Will you give every entry again exactly as it stands?

─── Material supplied ───

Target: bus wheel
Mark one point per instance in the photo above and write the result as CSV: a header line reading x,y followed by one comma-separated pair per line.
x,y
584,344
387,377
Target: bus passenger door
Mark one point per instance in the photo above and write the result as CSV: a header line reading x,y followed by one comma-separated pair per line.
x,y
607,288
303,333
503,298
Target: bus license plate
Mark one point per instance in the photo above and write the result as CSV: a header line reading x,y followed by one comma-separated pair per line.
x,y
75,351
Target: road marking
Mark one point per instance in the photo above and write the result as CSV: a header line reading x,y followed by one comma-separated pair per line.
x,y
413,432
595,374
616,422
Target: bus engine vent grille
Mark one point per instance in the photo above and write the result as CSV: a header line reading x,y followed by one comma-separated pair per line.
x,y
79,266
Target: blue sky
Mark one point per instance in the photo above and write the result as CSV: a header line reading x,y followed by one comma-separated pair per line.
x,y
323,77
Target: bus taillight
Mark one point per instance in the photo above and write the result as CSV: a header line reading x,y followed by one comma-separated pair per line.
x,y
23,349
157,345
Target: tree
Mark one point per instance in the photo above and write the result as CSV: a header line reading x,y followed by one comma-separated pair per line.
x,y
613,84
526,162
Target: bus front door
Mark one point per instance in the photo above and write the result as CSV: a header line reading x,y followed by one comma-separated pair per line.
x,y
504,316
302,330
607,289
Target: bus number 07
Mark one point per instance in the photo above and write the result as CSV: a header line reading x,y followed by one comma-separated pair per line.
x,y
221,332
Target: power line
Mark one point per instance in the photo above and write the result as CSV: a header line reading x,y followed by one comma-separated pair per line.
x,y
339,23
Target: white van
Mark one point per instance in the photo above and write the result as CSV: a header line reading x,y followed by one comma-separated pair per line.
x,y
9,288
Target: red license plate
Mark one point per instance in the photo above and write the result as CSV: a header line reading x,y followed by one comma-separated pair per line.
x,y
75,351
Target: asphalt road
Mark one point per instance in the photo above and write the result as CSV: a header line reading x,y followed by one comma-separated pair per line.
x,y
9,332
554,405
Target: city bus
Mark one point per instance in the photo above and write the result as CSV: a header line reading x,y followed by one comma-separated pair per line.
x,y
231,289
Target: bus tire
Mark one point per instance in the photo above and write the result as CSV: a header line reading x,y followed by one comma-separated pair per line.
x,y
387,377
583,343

───

_Complete response_.
Target: bus wheel
Mark one point per instance in the photo above and write the result as CSV: a header line reading x,y followed by one comma-separated pair per line.
x,y
584,344
387,377
Target: bus passenger door
Mark one point per instance in the photo above and write the result as CSV: a header line reading x,y followed by one comma-separated pair per line.
x,y
607,288
303,333
503,298
Target: bus license plate
Mark one point per instance in the photo above and write the result as CSV: a header line reading x,y followed by one comma-separated pair per line.
x,y
75,351
Target: road marking
Mark one point per instance in the photo above and write the result as CSV: a header line reading x,y followed by one comma-separated pair per line.
x,y
413,432
595,374
616,422
Target: bus engine vent grille
Mark one point per instance in the photo above and write the result as CSV: a header line reading x,y followed by one comma-separated pair per line.
x,y
79,266
Target: blue sky
Mark one point per instance in the photo above and write the result as CSV: a header line reading x,y followed by one comma-separated pair per line.
x,y
323,77
Target: bus taillight
Mark one point per instance in the photo above and write the result as CSV: a header line reading x,y followed by one comma-separated pair per line.
x,y
23,349
157,345
Target: tree
Mark one point per instance in the photo above and write the result as CSV: a header line reading x,y followed by one comma-separated pair per line.
x,y
613,84
526,162
Target: bus front door
Mark one point per instance in the photo above and write the result as CSV: a header line reading x,y followed by one comma-separated pair per line.
x,y
504,316
302,330
607,289
Target: bus number 07
Mark one point per instance in the photo above and write the result as CSV: a header line reading x,y followed by one comma-separated pair per line.
x,y
221,332
Target: power line
Mark one point per instance in the photo above and write the result as CSV: a header line reading x,y followed by one comma-separated pair per line.
x,y
339,23
Target: white van
Mark one point per instance in the photo above and write the result as CSV: a header line reading x,y followed by one comma-separated pair per line.
x,y
9,288
Target: red license plate
Mark one point per instance in the photo above and write the result as CSV: a header line reading x,y followed by one comma-separated pair per line.
x,y
75,351
Target: asphalt road
Mark one point per instance in the photo above and write the result as CSV: a header line reading x,y followed by one comma-separated pair per line.
x,y
9,332
554,405
Target: city bus
Mark one point per instance in the photo above and write the result as CSV: a header line reading x,y followed by one comma-separated pair per line.
x,y
231,289
Target: bus tire
Mark one point per instance in the photo above and write the result as CSV: a header line reading x,y followed by one comma-separated pair per line.
x,y
387,377
583,343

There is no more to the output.